====== Text shown

Their earliest recovery attempts involved parachuting stages into the ocean unpowered. All those attempts apparently resulted in the vehicle breaking up during reentry. Large supersonic parachutes are very non-trivial to design and deploy, not terribly reliable at the best of times, and are actually rather heavy, and they needed to do powered reentry and landing anyway to get the vehicle down intact. Since they're already doing that, reserving a bit more propellant is simpler than pretty much any other option, plus it gives them experience they'll need for Mars.

Comment Re:Propellant or Hydraulic Fluid (Score 2) 71

The very first ASDS landing attempt ran out of hydraulic fluid for the grid fins, the engine gimbaling barely managing to get it to the barge...not upright and not at zero velocity.

The next had a sticky valve...my understanding is it was actually for throttle. The control software would command throttle changes, but the valve wouldn't respond until the commanded change was big enough to break it loose, then it'd stick at the new position. The overall effect was that the throttle was lagging behind what the control system expected, which threw things into oscillation with the rocket always overcompensating for its previous errors, always too late to fix things.

The third failure was the Jason-3 launch, which was the last launch of the Falcon 9 v1.1 (non-Full Thrust) with the first version of the legs, and took place in particularly heavy fog. The landing looked perfect, but one leg folded up afterward.

The remaining two failures were on flights 22 and 26, both on ASDS landings from geosynchronous launches with little margin for landing. 22 wasn't expected to make it, 26 came within meters of doing so.

There's probably still things to learn, but they seem out of the "getting it to work" stage and well into "making it work better" stage.

============
====== Data block

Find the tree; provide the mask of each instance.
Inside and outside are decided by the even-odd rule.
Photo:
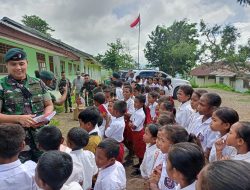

============

Task to carry out>
Please print the stretch of the rocket landing text from "The third failure" through "folded up afterward.".

Reply>
The third failure was the Jason-3 launch, which was the last launch of the Falcon 9 v1.1 (non-Full Thrust) with the first version of the legs, and took place in particularly heavy fog. The landing looked perfect, but one leg folded up afterward.